> Texto
####################

Celebrar os 46 anos do SNS deve, por isso, ser também assumir compromissos claros: colocar a Saúde Comunitária no centro das políticas públicas, valorizar os Enfermeiros que a praticam e apostar na prevenção como pilar de sustentabilidade. Porque o futuro do SNS não se joga apenas dentro das paredes dos hospitais, mas sobretudo na Comunidade.
Dar visibilidade e meios à Enfermagem Comunitária não é apenas um ato de justiça profissional, é uma medida estratégica para garantir que, daqui a mais 46 anos, o SNS continuará universal, solidário e próximo das pessoas. Afinal, cuidar da Comunidade é cuidar do país, é economizar muitos milhões de euros e é potencializar a promoção de hábitos de vida saudáveis, diminuir a literacia em saúde e prevenir as doenças, e não o inverso, a tratar as doenças como priorização da intervenção.
Ao longo destas décadas, o SNS tem sido sinónimo de esperança, equidade e solidariedade. Mas há uma dimensão muitas vezes invisível, e que é, afinal, a alma do sistema: a Enfermagem Comunitária nas suas 3 grandes dimensões – Comunitária, Saúde Pública e Familiar, onde começa a ser visível “e reconhecida como pilar estruturante de um Serviço Nacional de Saúde moderno, justo e próximo das pessoas”. Este é um marco do presente, que nos convida não só a olhar para o que evoluímos do passado, mas também a projectar o futuro. Queremos ser o rosto que chega antes da doença se instalar e que permanece quando o hospital já não é necessário. Que transforma a proximidade em saúde, a prevenção em futuro e o cuidado em dignidade.

####################

> Dados fornecidos
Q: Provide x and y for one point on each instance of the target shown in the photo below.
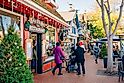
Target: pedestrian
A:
(79, 52)
(59, 56)
(96, 52)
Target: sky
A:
(81, 5)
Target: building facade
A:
(37, 22)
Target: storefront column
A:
(39, 53)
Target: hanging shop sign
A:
(36, 25)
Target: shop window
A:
(6, 22)
(50, 41)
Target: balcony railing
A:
(51, 2)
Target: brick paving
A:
(90, 77)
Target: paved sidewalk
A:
(90, 77)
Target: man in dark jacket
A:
(79, 52)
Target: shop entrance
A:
(36, 63)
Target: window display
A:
(50, 41)
(7, 20)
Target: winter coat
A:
(79, 52)
(57, 54)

####################

> Tarefa 1
Responda com base no texto sobre os 46 anos do SNS.
(a) Quantos anos do SNS se celebram?
(b) Quais são as três grandes dimensões da Enfermagem Comunitária?
(c) Que três características deverá o SNS manter daqui a mais 46 anos?
> Tarefa 2
Prossiga o texto sobre os 46 anos do SNS a partir do ponto em que termina.
A listagem não faz falta para responder.

> Resposta 1
(a) 46 anos.
(b) Comunitária, Saúde Pública e Familiar.
(c) Universal, solidário e próximo das pessoas.

> Resposta 2
Num tempo em que tanto se fala de sustentabilidade, é na Comunidade que reside a resposta. A prevenção, a literacia em saúde, o acompanhamento dos mais frágeis e o apoio às Famílias são sementes plantadas todos os dias pelos Enfermeiros na Comunidade. E essas sementes, discretas mas persistentes, são as que evitam internamentos, reduzem desigualdades e constroem um SNS mais resiliente.
Conscientes de que, mais do que celebrar o que já conquistámos, devemos assumir um compromisso coletivo: colocar a Saúde Comunitária no centro das políticas públicas e dar voz, meios e visibilidade a quem, todos os dias, cuida de Portugal. Porque o futuro do SNS erige-se não apenas nos hospitais, mas sobretudo no coração das comunidades, e como o Presidente do Colégio referiu “a Enfermagem Comunitária é futuro. Um futuro que se constrói lado a lado com as pessoas, apoiando famílias, fortalecendo comunidades e defendendo a dignidade humana em todas as circunstâncias”, com compromisso e princípios éticos.
A Enfermagem Comunitária é, afinal, a prova viva de que o SNS não é apenas um serviço. É um pacto de cuidado, proximidade e humanidade. E esse é o legado que devemos preservar para as próximas gerações.